■ **Source extract**
+--
The U.S. prohibitions on Iran apply to U.S. companies, citizens and green card holders wherever they may be located worldwide. For foreign companies planning a foray into the Iranian market, this means that U.S. employees may not participate in Iran-related matters, but may only receive information passively on developments. Similarly, U.S. employees may not facilitate business in Iran, including referring such business, to non-U.S. parties if the business in question is prohibited to U.S. persons. These restrictions may impact management and sales team structures as well as other human resources considerations.
Foreign subsidiaries of U.S. companies remain, for the time being, also subject to all U.S. prohibitions regarding Iran. The Treasury Department has signaled its intent to eventually issue a general license authorizing foreign subsidiaries of U.S. companies to engage in certain transactions allowed under the JCPOA and consistent with other, remaining U.S. sanctions on Iran. This general license will not be issued until after Implementation Day, and even licensed foreign subsidiaries of U.S. companies will remain subject to the diverse array of remaining U.S. sanctions on Iran. To be clear, U.S. parent companies and employees will remain prohibited from principally all business in or with Iran, regardless of the license for overseas subsidiaries. Considering these factors, the license may in actuality present a narrow window of opportunity for U.S.-owned foreign subsidiaries, as well as a significant management challenge depending on the degree of involvement of U.S. employees in any business unit or decision related to an Iranian transaction.
Looking Ahead: Don’t Hope on Divine (or Congressional) Intervention
So long as the various underlying U.S. laws forming sanctions on Iran exist, the risk premium for Western business in Iran will remain high. Implementing the sanctions reductions obligations contained in the JCPOA will tax the Obama administration to the limits of its executive authority. The alphabet soup of U.S. sanctions laws targeting Iran, including prominently the Comprehensive Iran Sanctions, Accountability, and Divestment Act of 2010, the Iran Threat Reduction and Syria Human Rights Act of 2012, the Iran Freedom and Counter-Proliferation Act of 2012 and the National Defense Authorization Act of Fiscal Year 2012, ensure that many sanctions on Iran will remain in place indefinitely. Only the U.S. Congress may nullify these laws by virtue of passing sweeping new legislation.
+--
■ **Collected material**
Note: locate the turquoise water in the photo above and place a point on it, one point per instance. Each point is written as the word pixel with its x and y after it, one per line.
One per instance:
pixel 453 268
+--
■ **Directive A**
Copy the part of the Iran sanctions passage that begins at the words "The U.S. prohibitions" and stops after "human resources considerations.".
■ **Directive B**
According to the Iran sanctions passage, who is the only body that can nullify the U.S. sanctions laws targeting Iran?
Rely only on the Iran sanctions passage, not on the material.

■ **Expected answer A**
The U.S. prohibitions on Iran apply to U.S. companies, citizens and green card holders wherever they may be located worldwide. For foreign companies planning a foray into the Iranian market, this means that U.S. employees may not participate in Iran-related matters, but may only receive information passively on developments. Similarly, U.S. employees may not facilitate business in Iran, including referring such business, to non-U.S. parties if the business in question is prohibited to U.S. persons. These restrictions may impact management and sales team structures as well as other human resources considerations.

■ **Expected answer B**
The U.S. Congress, by passing sweeping new legislation.